EXERCISE MATERIALS:
++++++++++++++++++++
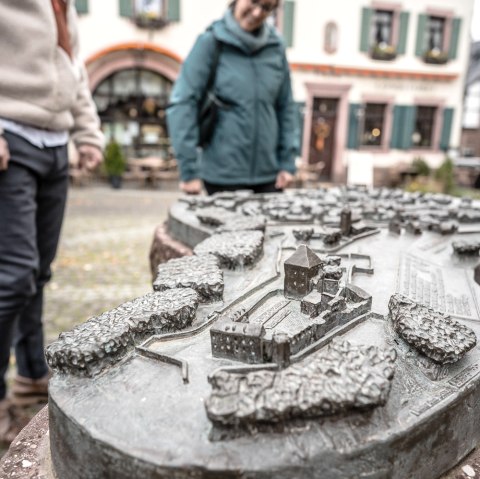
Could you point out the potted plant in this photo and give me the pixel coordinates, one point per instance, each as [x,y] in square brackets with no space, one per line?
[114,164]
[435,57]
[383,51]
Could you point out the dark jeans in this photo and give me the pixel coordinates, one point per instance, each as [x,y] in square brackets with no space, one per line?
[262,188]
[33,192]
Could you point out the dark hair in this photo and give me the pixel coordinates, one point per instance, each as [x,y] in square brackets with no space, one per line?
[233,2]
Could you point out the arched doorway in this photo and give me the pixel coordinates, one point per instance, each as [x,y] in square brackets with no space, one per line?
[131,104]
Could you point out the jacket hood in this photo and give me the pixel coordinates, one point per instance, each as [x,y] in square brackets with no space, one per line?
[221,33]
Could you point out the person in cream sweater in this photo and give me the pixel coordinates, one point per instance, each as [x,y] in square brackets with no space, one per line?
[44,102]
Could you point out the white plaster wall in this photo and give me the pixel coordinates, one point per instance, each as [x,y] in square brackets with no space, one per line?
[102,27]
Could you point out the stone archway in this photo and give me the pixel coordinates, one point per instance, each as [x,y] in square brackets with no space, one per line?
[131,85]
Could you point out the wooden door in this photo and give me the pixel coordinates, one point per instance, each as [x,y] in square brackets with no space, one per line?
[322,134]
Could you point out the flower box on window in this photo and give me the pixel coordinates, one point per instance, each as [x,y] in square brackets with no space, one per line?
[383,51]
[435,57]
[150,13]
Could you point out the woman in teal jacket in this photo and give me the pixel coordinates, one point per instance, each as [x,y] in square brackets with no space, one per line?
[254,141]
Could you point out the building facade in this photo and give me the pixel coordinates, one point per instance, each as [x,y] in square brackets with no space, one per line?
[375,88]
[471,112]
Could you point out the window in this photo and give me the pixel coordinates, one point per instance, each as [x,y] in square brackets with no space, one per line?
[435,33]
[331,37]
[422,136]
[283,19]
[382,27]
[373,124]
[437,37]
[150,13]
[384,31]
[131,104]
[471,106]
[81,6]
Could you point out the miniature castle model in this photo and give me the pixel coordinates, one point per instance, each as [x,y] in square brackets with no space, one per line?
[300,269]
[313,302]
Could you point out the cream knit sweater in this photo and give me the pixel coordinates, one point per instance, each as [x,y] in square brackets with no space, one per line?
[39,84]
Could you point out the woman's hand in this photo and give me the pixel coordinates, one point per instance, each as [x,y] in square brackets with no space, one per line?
++++++++++++++++++++
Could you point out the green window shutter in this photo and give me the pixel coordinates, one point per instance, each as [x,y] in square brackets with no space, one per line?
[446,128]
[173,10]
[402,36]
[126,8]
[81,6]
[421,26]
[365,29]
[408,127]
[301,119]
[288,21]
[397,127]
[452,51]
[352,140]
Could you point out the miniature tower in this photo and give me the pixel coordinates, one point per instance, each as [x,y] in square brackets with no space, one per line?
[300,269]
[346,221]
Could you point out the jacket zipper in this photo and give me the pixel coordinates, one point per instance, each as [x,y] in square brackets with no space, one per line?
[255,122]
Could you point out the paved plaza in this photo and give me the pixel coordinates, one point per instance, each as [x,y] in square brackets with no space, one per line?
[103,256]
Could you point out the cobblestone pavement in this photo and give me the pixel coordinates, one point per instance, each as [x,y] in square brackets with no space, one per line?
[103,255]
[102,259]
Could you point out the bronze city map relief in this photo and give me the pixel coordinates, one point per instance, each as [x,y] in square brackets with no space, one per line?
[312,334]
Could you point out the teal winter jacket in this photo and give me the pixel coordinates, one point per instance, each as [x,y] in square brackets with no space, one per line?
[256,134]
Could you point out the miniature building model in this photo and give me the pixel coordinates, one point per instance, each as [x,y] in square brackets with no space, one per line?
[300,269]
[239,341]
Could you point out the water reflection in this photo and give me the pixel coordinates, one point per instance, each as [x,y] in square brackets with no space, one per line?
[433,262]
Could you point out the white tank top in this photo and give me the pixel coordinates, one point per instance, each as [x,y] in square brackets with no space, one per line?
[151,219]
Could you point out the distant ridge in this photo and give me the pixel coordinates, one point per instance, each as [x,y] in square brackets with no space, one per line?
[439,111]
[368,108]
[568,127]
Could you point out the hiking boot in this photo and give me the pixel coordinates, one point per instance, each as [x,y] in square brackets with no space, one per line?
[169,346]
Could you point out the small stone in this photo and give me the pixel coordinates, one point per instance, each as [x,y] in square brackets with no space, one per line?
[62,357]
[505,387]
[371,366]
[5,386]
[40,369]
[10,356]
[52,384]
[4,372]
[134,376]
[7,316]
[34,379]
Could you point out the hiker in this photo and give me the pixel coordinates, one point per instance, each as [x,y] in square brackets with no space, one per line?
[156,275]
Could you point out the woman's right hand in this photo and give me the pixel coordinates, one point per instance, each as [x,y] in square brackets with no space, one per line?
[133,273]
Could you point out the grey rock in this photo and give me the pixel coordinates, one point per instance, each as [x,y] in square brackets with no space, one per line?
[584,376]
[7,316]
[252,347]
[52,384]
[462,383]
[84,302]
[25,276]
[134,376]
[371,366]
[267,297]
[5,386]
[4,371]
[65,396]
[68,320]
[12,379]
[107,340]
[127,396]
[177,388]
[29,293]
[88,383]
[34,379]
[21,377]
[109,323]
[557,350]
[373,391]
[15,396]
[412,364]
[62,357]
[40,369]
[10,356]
++++++++++++++++++++
EXERCISE PROMPT:
Print, without alteration, only the lines above between the one holding "Could you point out the stone" and the one holding "Could you point out the woman's hand", inclusive.

ANSWER SECTION:
Could you point out the stone archway in this photo and give me the pixel coordinates, one point per instance, each as [x,y] in square brackets with no space, one per line?
[131,85]
Could you point out the wooden door in this photo and give me the pixel coordinates, one point per instance, each as [x,y] in square brackets with no space, one per line?
[322,134]
Could you point out the flower box on window in this photo and give me the pixel coordinates, one point per instance, each as [x,y] in square brackets with no space, one per line?
[383,51]
[435,57]
[150,13]
Could you point out the woman in teal jacket in this photo and give me the pixel coordinates, one point per instance, each as [x,y] in square brackets with no space, one per line?
[254,141]
Could you point out the building facade in this photo and give me the pixel coordinates, one point per instance, each as [x,y] in square brackets with no space, one per line?
[375,88]
[471,112]
Could you point out the window in this photo and give me the pixel coordinates, one point per instance, each as [x,y] in square brackets with no space, one per line?
[435,33]
[331,37]
[422,136]
[283,19]
[382,27]
[373,124]
[437,37]
[150,13]
[384,31]
[131,104]
[471,106]
[81,6]
Could you point out the miniature castle model in this photo and give me the pixel coordinates, one point per instance, each as [x,y] in square brackets with no space, one per line?
[300,269]
[313,302]
Could you point out the cream knit sweater in this photo and give me the pixel coordinates, one point per instance, each as [x,y] in square brackets with no space, one per line?
[39,84]
Could you point out the woman's hand in this photo and give me the pixel coordinates, one point per instance, each as [x,y] in square brackets with no space, one per line?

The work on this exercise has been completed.